**Supplied material:**

------

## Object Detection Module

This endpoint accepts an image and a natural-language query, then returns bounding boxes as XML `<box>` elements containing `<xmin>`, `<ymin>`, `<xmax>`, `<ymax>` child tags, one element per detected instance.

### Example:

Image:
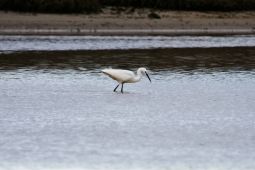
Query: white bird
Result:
<box><xmin>102</xmin><ymin>67</ymin><xmax>151</xmax><ymax>93</ymax></box>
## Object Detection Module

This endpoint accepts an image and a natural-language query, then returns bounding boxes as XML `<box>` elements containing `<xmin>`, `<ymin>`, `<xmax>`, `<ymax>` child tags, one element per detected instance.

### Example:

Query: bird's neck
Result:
<box><xmin>134</xmin><ymin>71</ymin><xmax>143</xmax><ymax>82</ymax></box>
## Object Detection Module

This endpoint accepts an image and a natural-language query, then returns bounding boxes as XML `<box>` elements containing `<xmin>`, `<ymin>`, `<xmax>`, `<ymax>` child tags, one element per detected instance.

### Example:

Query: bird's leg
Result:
<box><xmin>121</xmin><ymin>83</ymin><xmax>124</xmax><ymax>93</ymax></box>
<box><xmin>113</xmin><ymin>84</ymin><xmax>120</xmax><ymax>92</ymax></box>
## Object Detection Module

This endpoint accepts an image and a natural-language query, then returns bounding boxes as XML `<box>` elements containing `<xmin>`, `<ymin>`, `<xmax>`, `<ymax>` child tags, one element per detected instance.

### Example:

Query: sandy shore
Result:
<box><xmin>0</xmin><ymin>9</ymin><xmax>255</xmax><ymax>35</ymax></box>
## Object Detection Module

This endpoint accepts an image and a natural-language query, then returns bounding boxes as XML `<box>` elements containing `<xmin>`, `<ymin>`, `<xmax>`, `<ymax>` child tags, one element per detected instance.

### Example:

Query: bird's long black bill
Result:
<box><xmin>145</xmin><ymin>72</ymin><xmax>151</xmax><ymax>82</ymax></box>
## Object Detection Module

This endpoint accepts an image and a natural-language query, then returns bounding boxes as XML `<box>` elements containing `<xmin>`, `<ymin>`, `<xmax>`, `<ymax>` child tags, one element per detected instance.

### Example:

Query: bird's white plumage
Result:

------

**Your objective:** List every line of the records above that contains the string "white".

**Solution for this task:**
Query: white bird
Query: bird's white plumage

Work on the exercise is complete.